Did you ever learn anything? I have the same one..bought it years ago at a pawn shop...but don’t know if it has a comparable....or anything really? Thanks


----------



## Weasel1993 (Jun 15, 2021)

I have 2, nylon acoustic & bass. Both are great quality guitars I've had since childhood. Still have both and use them frequently.


----------



## Rock'and Roll 60's (Jul 15, 2021)

Weasel1993 said:


> I have 2, nylon acoustic & bass. Both are great quality guitars I've had since childhood. Still have both and use them frequently.
> View attachment 370024





Adcandour said:


> They are called stage, so when performing a google for "stage guitar", you can imagine how difficult it is.
> 
> View attachment 13513
> 
> View attachment 13514





Adcandour said:


> They are called stage, so when performing a google for "stage guitar", you can imagine how difficult it is.

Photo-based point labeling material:
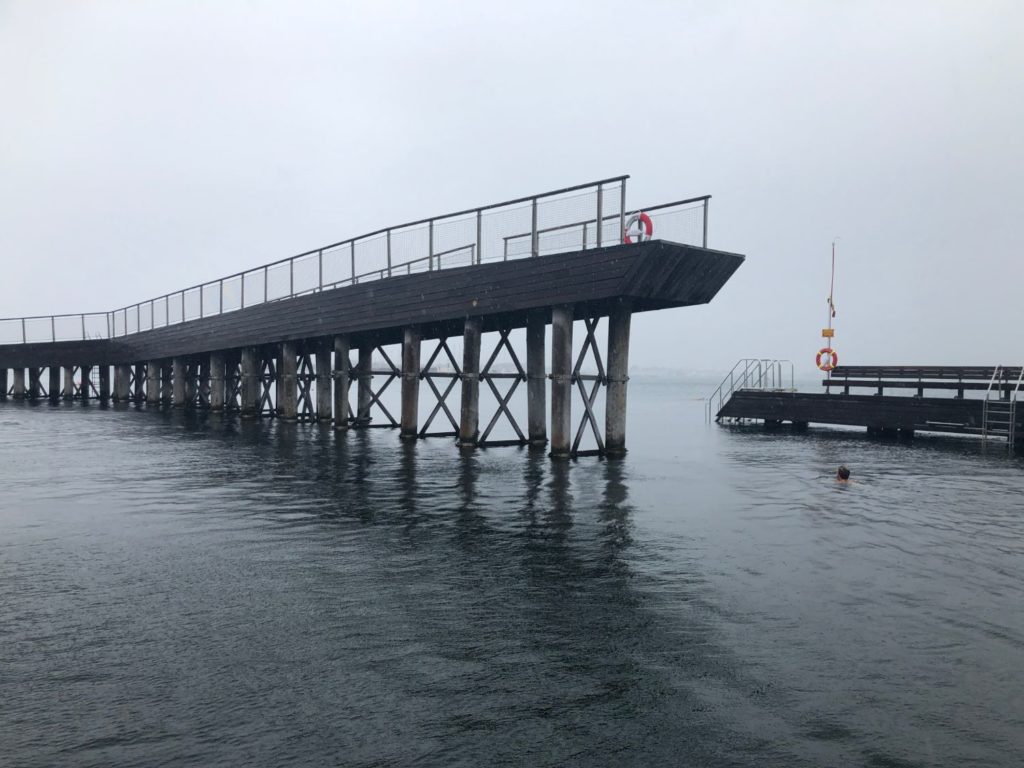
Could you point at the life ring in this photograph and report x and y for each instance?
(644, 231)
(829, 361)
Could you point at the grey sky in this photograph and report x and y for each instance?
(148, 145)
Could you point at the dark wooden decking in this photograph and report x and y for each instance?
(650, 275)
(950, 411)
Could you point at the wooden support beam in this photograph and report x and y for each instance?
(469, 421)
(250, 383)
(153, 382)
(619, 369)
(537, 380)
(561, 380)
(324, 380)
(287, 382)
(341, 382)
(217, 377)
(411, 345)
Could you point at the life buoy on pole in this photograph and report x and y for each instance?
(644, 230)
(826, 359)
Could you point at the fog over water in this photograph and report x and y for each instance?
(151, 145)
(189, 589)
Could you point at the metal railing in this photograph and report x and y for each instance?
(551, 222)
(751, 373)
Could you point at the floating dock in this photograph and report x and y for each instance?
(979, 400)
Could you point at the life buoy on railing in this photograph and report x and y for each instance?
(826, 359)
(644, 229)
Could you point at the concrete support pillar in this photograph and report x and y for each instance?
(122, 378)
(217, 370)
(469, 422)
(411, 383)
(364, 373)
(287, 379)
(179, 375)
(561, 380)
(250, 383)
(537, 380)
(54, 382)
(152, 382)
(619, 375)
(324, 379)
(104, 383)
(86, 373)
(34, 388)
(341, 382)
(166, 386)
(139, 392)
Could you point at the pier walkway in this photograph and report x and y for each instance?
(278, 341)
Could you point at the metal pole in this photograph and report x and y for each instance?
(479, 237)
(535, 245)
(706, 223)
(622, 212)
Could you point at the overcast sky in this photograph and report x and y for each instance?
(147, 145)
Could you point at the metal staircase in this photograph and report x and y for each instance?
(750, 373)
(999, 411)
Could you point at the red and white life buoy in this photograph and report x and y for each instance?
(826, 359)
(644, 230)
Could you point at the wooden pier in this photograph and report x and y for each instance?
(278, 341)
(979, 400)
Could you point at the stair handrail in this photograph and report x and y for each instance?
(758, 373)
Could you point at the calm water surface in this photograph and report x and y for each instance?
(190, 590)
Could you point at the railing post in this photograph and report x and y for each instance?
(479, 236)
(430, 253)
(535, 242)
(707, 201)
(622, 213)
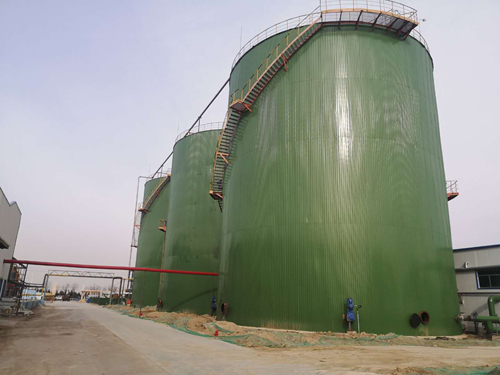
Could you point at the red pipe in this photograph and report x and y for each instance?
(119, 268)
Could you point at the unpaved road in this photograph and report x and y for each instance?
(76, 338)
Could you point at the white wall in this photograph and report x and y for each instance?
(10, 220)
(472, 298)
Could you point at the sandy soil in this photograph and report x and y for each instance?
(73, 338)
(276, 338)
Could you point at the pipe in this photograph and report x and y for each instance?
(487, 320)
(119, 268)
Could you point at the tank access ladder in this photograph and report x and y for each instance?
(156, 192)
(244, 101)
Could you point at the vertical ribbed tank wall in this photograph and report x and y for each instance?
(193, 226)
(150, 246)
(337, 189)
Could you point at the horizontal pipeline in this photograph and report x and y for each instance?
(97, 267)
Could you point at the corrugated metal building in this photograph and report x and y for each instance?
(10, 220)
(478, 277)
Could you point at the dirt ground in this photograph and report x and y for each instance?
(76, 338)
(206, 325)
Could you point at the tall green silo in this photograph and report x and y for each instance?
(151, 245)
(193, 227)
(335, 189)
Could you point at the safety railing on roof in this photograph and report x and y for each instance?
(280, 27)
(301, 24)
(200, 128)
(336, 6)
(385, 6)
(163, 172)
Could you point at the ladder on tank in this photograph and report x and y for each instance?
(242, 100)
(156, 192)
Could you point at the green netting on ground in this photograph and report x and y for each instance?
(206, 326)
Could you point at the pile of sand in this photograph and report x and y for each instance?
(207, 325)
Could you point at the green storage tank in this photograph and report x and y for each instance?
(193, 227)
(336, 190)
(150, 246)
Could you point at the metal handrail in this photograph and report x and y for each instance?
(285, 25)
(289, 38)
(200, 128)
(386, 6)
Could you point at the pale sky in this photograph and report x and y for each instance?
(93, 94)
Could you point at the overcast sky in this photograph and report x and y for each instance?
(93, 94)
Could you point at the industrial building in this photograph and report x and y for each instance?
(478, 279)
(10, 220)
(329, 198)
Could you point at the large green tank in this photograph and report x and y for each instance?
(336, 190)
(150, 246)
(194, 224)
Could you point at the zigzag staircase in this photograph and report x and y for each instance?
(156, 192)
(242, 100)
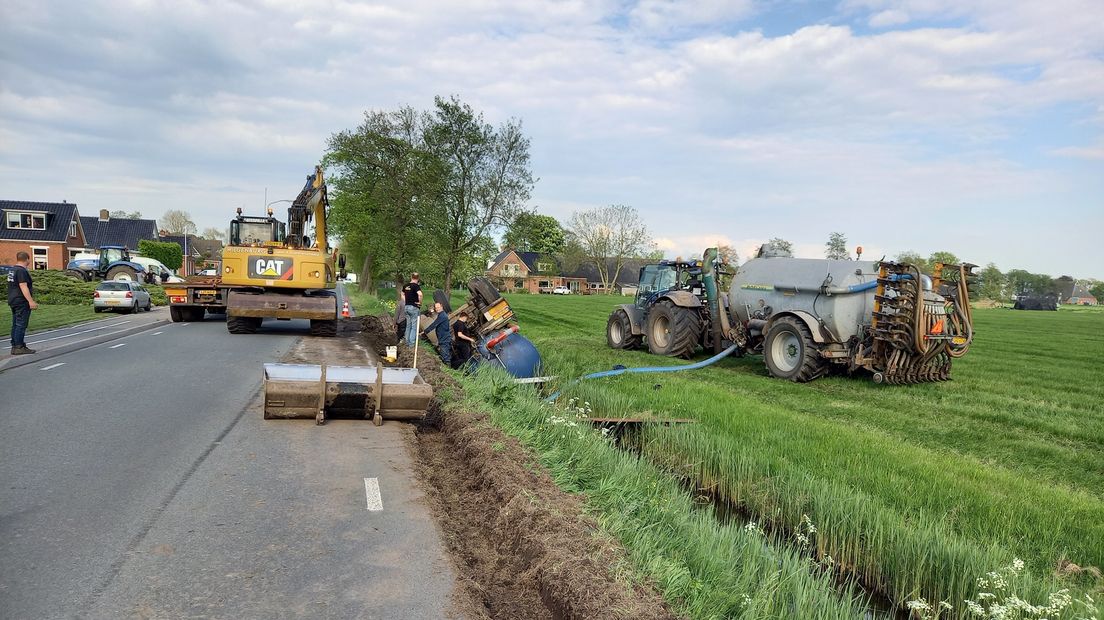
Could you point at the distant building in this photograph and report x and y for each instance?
(46, 231)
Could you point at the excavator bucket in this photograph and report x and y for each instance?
(375, 393)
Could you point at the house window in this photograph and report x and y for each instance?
(27, 221)
(40, 258)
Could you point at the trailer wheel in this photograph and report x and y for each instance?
(619, 331)
(242, 324)
(672, 330)
(791, 353)
(324, 328)
(121, 273)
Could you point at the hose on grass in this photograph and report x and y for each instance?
(622, 370)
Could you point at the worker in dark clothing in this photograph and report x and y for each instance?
(439, 325)
(464, 341)
(21, 301)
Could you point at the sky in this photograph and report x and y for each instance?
(968, 126)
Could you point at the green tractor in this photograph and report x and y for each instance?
(670, 312)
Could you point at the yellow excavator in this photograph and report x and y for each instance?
(273, 270)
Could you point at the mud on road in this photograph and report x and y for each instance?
(521, 546)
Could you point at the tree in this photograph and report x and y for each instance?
(607, 236)
(213, 234)
(945, 257)
(782, 244)
(532, 232)
(486, 178)
(990, 284)
(836, 248)
(178, 223)
(168, 253)
(383, 192)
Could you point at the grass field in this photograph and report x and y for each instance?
(914, 492)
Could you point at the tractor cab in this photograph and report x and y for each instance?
(666, 276)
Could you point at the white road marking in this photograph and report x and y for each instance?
(78, 333)
(372, 491)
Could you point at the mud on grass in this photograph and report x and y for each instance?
(522, 547)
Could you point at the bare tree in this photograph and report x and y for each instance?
(178, 222)
(607, 236)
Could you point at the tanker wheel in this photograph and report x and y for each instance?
(121, 273)
(324, 328)
(791, 353)
(485, 290)
(672, 330)
(619, 331)
(242, 324)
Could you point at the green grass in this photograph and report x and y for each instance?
(915, 490)
(49, 317)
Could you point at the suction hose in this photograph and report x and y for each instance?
(621, 371)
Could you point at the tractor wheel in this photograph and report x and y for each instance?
(485, 290)
(324, 328)
(242, 324)
(791, 353)
(672, 330)
(121, 273)
(619, 331)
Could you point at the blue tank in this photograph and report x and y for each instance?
(517, 354)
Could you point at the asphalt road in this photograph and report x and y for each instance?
(139, 480)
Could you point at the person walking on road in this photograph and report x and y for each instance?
(21, 300)
(412, 296)
(439, 325)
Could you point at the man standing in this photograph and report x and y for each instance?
(412, 296)
(21, 300)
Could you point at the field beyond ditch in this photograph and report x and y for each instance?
(838, 496)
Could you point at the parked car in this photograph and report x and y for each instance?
(124, 296)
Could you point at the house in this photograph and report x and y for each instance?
(1081, 297)
(44, 230)
(115, 231)
(199, 253)
(528, 270)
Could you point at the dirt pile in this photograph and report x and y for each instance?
(523, 548)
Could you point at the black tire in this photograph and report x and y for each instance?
(485, 289)
(672, 330)
(619, 331)
(121, 273)
(242, 324)
(324, 328)
(791, 353)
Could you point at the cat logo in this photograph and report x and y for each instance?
(272, 268)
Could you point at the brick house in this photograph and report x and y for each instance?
(118, 231)
(44, 230)
(528, 270)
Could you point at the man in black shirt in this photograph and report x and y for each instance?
(412, 297)
(21, 300)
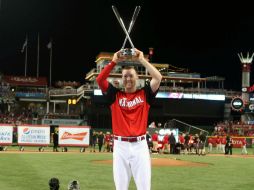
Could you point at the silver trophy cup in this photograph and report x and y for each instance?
(127, 53)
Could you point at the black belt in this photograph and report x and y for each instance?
(130, 139)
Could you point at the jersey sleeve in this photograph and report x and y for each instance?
(150, 95)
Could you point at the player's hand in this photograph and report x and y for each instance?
(117, 57)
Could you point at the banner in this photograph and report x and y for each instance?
(236, 141)
(74, 136)
(6, 134)
(33, 135)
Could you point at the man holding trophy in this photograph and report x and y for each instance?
(129, 111)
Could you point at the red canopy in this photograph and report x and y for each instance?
(25, 81)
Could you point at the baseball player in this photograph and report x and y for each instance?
(129, 111)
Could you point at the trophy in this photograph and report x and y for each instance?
(127, 53)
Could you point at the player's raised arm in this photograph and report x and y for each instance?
(156, 75)
(102, 77)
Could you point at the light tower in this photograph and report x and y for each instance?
(246, 69)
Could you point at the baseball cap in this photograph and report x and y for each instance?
(73, 185)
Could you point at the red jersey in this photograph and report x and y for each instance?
(165, 139)
(107, 137)
(129, 111)
(155, 137)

■ **TASKS FOR THIS EXERCISE**:
**a.** In the guitar forum thread, why does Adcandour say searching online for these guitars is hard? Answer in one to three sentences.
**b.** Answer these from the guitar forum thread:
(i) Where did the first poster buy the guitar?
(ii) What two guitars does Weasel1993 own?
(iii) Since when has Weasel1993 had them?
**c.** Write out the guitar forum thread word for word from "Did you ever" to "(Jun 15, 2021)".
Work only from the guitar forum thread, not the material.

■ **ANSWERS GIVEN**:
**a.** The guitars are called "stage." So a Google search for "stage guitar" makes finding them difficult, as Adcandour suggests you can imagine.

**b.**
(i) At a pawn shop, years ago.
(ii) A nylon acoustic and a bass.
(iii) Since childhood.

**c.**
Did you ever learn anything? I have the same one..bought it years ago at a pawn shop...but don’t know if it has a comparable....or anything really? Thanks


----------



## Weasel1993 (Jun 15, 2021)